** begin **

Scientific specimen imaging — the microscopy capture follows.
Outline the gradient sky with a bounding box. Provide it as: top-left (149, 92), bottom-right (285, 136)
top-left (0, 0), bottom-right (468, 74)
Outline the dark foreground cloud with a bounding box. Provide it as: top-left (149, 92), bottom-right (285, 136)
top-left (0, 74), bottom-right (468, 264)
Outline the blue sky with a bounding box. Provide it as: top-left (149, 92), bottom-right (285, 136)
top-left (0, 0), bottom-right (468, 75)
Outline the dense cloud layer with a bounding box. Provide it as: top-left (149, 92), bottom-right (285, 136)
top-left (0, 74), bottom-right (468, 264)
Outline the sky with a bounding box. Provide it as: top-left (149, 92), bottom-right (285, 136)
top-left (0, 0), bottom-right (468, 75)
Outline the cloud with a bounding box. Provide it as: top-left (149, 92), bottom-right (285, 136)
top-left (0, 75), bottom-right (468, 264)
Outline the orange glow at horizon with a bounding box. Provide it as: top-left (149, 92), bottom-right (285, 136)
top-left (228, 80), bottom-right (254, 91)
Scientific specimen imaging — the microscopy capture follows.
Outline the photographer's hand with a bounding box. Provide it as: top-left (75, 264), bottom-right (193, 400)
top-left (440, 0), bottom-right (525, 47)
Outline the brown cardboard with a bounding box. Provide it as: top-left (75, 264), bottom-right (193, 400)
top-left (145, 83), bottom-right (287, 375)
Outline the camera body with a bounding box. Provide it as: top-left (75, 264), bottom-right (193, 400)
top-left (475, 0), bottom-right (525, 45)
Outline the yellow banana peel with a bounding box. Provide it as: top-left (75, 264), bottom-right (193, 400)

** end **

WHAT IS EXPECTED:
Pull out every line in the records above that contains the word "cloud".

REPLY TO THE TASK:
Outline the dark foreground cloud with a bounding box. Provide it as: top-left (149, 92), bottom-right (285, 136)
Outline the dense cloud layer with a bounding box. Provide it as: top-left (149, 92), bottom-right (285, 136)
Outline the cloud with a bounding box. Provide it as: top-left (149, 92), bottom-right (285, 136)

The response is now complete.